• [EXTRACT TO READ]
● ● ● ●

Monday, August 18, 2008

True Life Stories

On my way to work today, I got off the #8 at Denny and Dexter at about 8.30, to encounter a motorcycle cop giving a BICYCLIST a ticket. The cop left, and I managed to casually stoll by the small crowd of people talking to the cyclist and discovered that the cyclist received a ticket for not wearing a helmet. The cyclist seemed understandably irked but his ire was nothing compared to a 40ish, vaguely vagrantish, black guy who started screaming that he'd like to stick his boot up the cop's ass and progressively got crazier and louder and working himself up to a froth over the injustice and seemed to be blaming the cyclist for not standing up to the cop. The cyclist quickly left, more freaked out by the vagrant's tirade than the ticket, and then the #5 pulled up and pretty much everyone in the vicinity got on regardless if they wanted that bus or not, just to get away from Crazy Man. As the bus turned the corner to get on Aurora, you could still hear him freaking out...

Friday, August 15, 2008

Separated at Birth, Part Cinq

Michael Phelps
Dan Savage

hmmmm....maybe just a little bit...definitely around the ears and nose.

Was Savage a horny, young 20 year old experimenting with heterosexuality in the Baltimore area in the fall of 1984? Did Mother Phelps succumb to his charms?

● ● ● ●

• [DATASET EXTRACT]
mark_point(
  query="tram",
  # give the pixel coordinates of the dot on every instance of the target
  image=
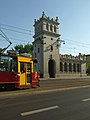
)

● ● ● ●

• [EXERCISE DIRECTIONS] Pick up the blog entries right after their last line and write the next part. The listing comes from a different source than the blog entries.

• [OUTPUT]
We'll probably never know...

All the Harry Potters fans old enough to drive,

and/or not yet morbidly obese enough to still fit in a car or plane seat are probably going to immediately make haste to the gates of Warner Brothers studios in Burbank to call for the mudblood tainted carcasses of studio executives to be delivered to them for dismemberment and defiling. Why? Because those executives announced today that the release of the next Harry Potter film, "Harry Potter and the Half-Blood Prince" has been moved from November 21st of this year to July 17, 2009. The reason given, is that due to the Writer's Stike earlier this year, the studio was concerned they didn't have a major tent-pole movie to anchor their Summer 2009 schedule. As a result, other studios have moved release dates of their films to either avoid conflicting with Potter or to take advantage of their vacating of the November release date.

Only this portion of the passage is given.